WHAT IS EXPECTED: Your result should be every line of the records below that contains the word "engine".

Point localization data:
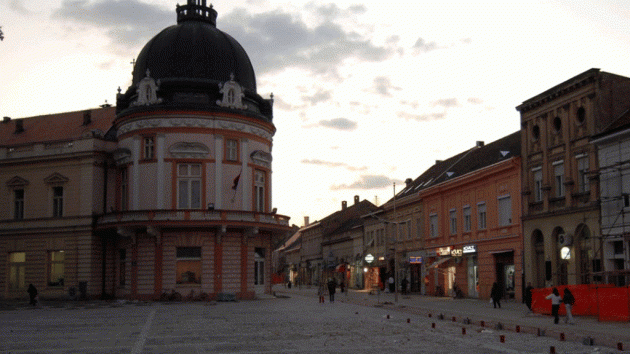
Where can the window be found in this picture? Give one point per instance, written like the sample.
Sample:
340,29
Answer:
453,218
231,151
188,186
124,189
122,267
505,211
188,265
481,214
558,171
18,204
259,190
57,202
149,148
583,183
433,225
55,268
17,270
467,219
537,174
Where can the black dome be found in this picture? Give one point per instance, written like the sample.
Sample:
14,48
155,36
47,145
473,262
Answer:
195,49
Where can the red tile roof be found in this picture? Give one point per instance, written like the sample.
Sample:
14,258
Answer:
55,127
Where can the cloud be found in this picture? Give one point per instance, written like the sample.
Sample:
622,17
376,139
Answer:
333,164
367,182
446,102
339,124
128,23
319,96
280,40
421,117
382,86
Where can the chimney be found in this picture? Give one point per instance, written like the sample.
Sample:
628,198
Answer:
87,117
19,126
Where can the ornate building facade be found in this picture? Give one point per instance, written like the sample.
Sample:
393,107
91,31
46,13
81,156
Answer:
175,192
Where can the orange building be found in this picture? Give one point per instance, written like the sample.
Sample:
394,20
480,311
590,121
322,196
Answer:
468,215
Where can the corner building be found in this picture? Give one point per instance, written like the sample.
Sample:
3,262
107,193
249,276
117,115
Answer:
187,185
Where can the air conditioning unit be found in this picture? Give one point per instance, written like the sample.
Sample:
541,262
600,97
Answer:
565,240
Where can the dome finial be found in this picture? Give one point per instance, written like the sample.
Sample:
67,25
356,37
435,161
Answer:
196,10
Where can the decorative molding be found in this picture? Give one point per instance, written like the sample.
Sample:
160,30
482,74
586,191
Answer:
17,182
186,150
147,91
232,94
56,178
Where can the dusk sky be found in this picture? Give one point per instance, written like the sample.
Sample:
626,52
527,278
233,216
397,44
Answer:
366,93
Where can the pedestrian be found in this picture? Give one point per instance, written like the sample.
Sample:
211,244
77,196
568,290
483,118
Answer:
392,285
496,294
528,296
569,300
332,287
32,294
321,292
403,286
555,304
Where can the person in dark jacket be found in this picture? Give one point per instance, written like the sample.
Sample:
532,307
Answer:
496,294
32,294
332,287
528,296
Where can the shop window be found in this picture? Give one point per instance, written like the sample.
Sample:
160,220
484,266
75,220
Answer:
481,215
17,270
56,268
189,186
467,219
57,202
188,265
18,204
505,211
453,218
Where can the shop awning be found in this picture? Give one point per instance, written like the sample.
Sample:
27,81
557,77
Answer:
439,261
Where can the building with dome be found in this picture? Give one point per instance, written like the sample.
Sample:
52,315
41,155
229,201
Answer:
168,191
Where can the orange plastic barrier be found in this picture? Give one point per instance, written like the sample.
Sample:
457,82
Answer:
614,304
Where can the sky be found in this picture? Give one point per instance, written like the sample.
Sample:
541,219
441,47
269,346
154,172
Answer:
367,93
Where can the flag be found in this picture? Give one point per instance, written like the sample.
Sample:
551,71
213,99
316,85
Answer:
236,179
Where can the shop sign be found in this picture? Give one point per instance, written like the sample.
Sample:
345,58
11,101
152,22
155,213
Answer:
443,251
457,252
470,249
415,260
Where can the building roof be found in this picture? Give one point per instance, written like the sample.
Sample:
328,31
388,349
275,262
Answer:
57,127
465,162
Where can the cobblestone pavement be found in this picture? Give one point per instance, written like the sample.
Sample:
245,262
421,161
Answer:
294,323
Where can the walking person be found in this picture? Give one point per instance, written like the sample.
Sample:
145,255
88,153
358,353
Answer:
556,300
528,297
32,294
332,287
569,300
496,294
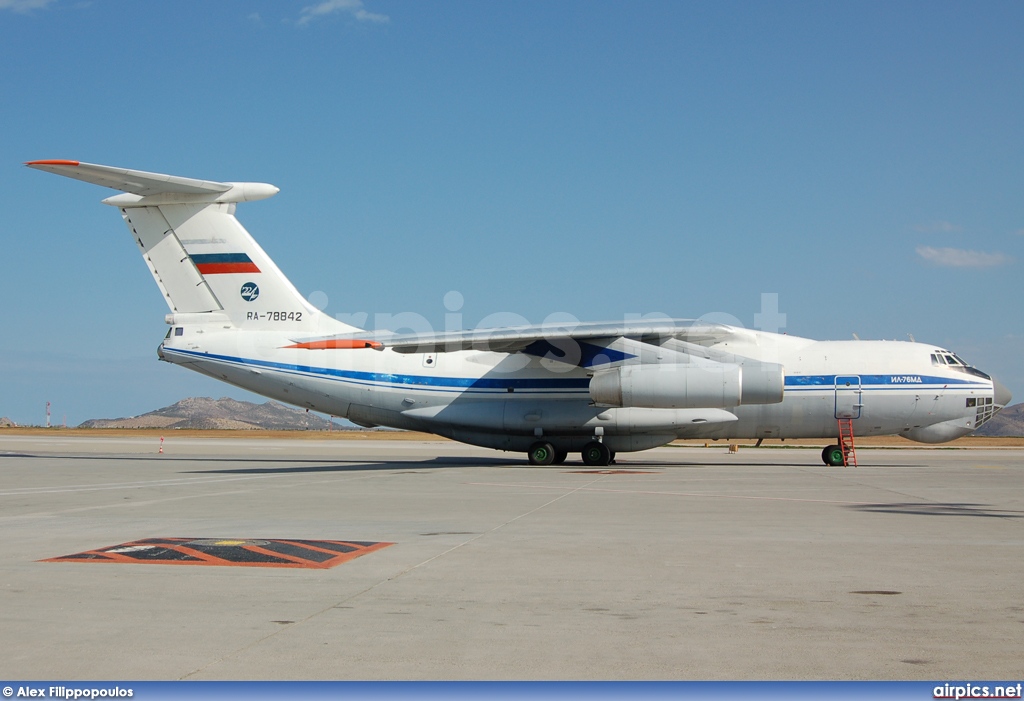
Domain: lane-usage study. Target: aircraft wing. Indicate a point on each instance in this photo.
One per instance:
(515, 339)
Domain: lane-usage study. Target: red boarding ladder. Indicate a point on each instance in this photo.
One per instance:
(846, 442)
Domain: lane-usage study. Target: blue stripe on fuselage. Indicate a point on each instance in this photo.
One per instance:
(431, 382)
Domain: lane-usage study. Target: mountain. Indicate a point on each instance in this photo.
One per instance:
(204, 412)
(1009, 422)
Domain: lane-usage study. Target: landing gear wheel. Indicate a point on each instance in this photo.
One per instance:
(833, 455)
(542, 452)
(596, 454)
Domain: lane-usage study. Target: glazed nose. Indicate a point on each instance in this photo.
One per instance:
(1003, 395)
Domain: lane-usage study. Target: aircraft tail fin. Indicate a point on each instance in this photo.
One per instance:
(201, 257)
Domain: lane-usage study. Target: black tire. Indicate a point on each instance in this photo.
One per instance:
(596, 454)
(541, 452)
(833, 455)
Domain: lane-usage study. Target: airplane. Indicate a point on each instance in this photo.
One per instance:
(546, 390)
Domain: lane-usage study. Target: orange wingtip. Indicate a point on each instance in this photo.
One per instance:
(52, 163)
(336, 344)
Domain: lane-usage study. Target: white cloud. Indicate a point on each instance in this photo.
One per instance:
(352, 7)
(958, 258)
(24, 5)
(939, 226)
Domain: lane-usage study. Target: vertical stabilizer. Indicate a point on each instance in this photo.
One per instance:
(201, 257)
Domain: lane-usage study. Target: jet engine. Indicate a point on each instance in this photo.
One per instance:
(688, 386)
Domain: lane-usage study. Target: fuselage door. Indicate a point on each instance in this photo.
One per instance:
(848, 396)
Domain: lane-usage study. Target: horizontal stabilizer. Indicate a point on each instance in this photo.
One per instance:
(134, 181)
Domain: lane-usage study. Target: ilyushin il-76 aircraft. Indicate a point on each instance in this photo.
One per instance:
(546, 390)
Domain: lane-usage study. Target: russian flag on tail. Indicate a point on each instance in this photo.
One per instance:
(215, 263)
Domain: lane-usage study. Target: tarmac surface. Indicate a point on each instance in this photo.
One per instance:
(688, 564)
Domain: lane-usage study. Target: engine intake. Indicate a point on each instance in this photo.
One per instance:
(688, 386)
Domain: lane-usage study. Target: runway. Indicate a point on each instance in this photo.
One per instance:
(679, 563)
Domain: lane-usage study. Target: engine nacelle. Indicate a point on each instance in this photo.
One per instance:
(688, 386)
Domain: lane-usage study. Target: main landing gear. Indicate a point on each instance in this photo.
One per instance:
(833, 455)
(594, 453)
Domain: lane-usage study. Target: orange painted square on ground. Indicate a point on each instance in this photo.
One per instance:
(229, 553)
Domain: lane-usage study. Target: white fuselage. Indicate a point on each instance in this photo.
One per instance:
(507, 400)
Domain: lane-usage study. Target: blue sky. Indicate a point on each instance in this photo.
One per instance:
(862, 160)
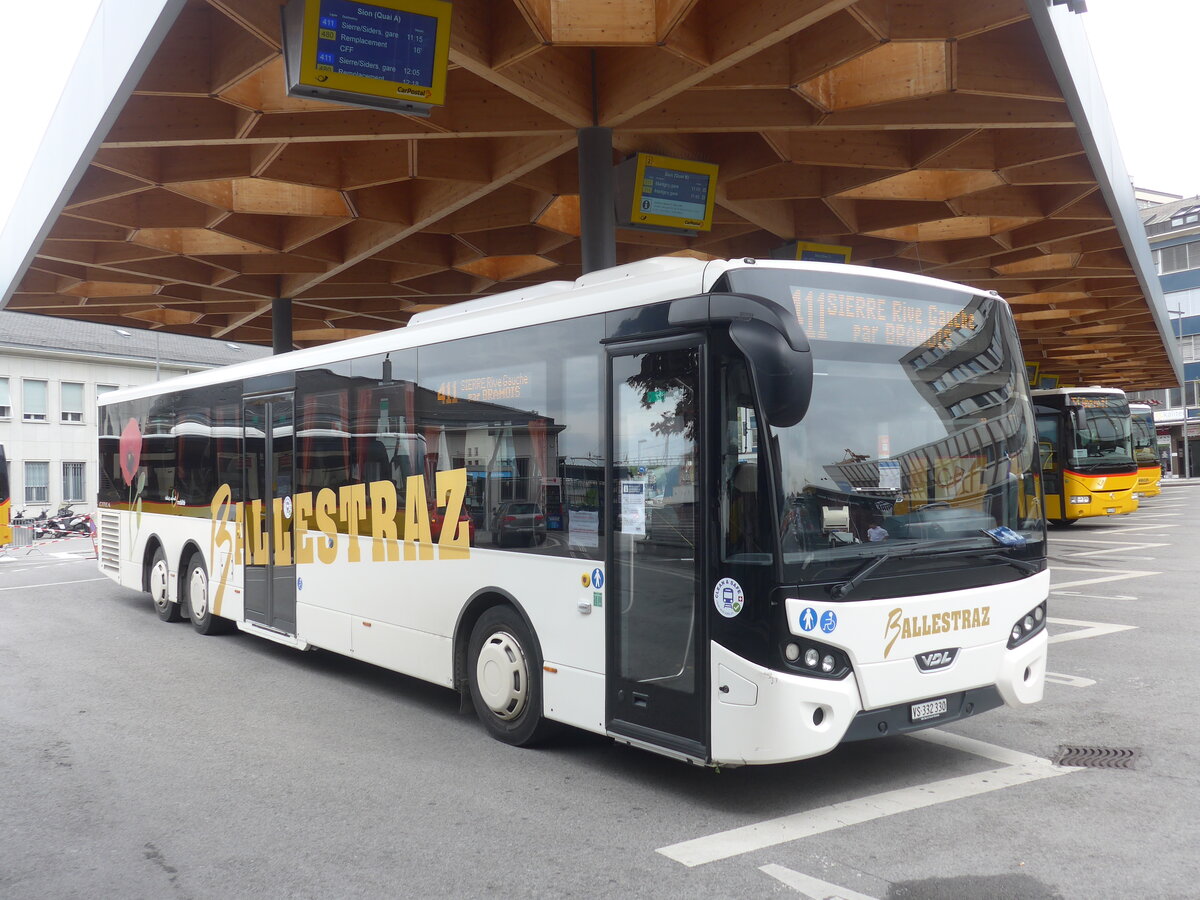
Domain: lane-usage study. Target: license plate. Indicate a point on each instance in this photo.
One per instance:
(929, 709)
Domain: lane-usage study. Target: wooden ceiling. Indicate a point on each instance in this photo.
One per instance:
(928, 135)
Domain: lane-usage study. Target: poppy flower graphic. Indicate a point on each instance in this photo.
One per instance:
(131, 450)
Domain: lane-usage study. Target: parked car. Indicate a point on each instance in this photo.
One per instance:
(519, 522)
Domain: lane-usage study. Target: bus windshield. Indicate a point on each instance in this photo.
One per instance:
(1145, 439)
(1107, 436)
(919, 435)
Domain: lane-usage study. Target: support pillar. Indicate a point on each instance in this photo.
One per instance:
(281, 325)
(598, 221)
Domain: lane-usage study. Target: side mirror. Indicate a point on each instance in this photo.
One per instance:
(783, 377)
(1078, 418)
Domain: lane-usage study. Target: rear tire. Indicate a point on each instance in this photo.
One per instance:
(160, 580)
(504, 669)
(193, 591)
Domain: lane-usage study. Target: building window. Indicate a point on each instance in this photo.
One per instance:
(37, 483)
(72, 402)
(34, 406)
(72, 481)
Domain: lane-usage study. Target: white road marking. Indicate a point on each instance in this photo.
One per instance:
(1113, 575)
(811, 888)
(792, 827)
(1114, 547)
(1085, 629)
(1131, 529)
(54, 583)
(1093, 597)
(1069, 681)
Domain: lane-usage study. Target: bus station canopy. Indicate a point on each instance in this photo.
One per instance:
(957, 138)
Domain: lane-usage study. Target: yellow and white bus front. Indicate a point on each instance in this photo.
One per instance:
(1145, 450)
(891, 545)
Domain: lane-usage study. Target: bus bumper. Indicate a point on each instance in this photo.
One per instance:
(761, 715)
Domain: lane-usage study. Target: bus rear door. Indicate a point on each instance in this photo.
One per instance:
(658, 661)
(270, 573)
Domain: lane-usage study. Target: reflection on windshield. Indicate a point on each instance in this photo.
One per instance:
(1145, 439)
(1107, 435)
(912, 439)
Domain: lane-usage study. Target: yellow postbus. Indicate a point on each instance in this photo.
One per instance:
(1145, 450)
(1085, 438)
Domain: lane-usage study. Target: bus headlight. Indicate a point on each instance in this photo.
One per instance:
(1027, 625)
(815, 659)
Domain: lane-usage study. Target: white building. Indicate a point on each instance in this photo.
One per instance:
(52, 370)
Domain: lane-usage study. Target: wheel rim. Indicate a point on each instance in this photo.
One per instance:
(159, 585)
(503, 676)
(198, 593)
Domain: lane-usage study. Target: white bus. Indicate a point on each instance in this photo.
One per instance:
(780, 505)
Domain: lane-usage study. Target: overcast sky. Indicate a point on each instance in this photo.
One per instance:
(1145, 51)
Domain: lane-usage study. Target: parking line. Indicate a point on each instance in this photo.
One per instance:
(53, 583)
(1085, 629)
(792, 827)
(1114, 575)
(811, 887)
(1069, 681)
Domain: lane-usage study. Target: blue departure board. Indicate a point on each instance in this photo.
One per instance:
(675, 192)
(376, 42)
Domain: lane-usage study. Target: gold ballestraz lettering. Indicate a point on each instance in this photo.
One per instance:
(904, 628)
(396, 529)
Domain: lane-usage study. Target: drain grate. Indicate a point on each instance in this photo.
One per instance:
(1097, 757)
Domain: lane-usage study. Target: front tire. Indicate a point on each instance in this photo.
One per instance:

REPLY TO THE EXERCISE:
Domain: lane-usage study. Target: jet engine. Indicate a point on each instance in this photo.
Domain: lane-usage study. Target: engine intake. Indicate a point on each instance in this photo.
Domain: lane-usage study. Target: engine nacelle. Indicate a point on each instance in this photo.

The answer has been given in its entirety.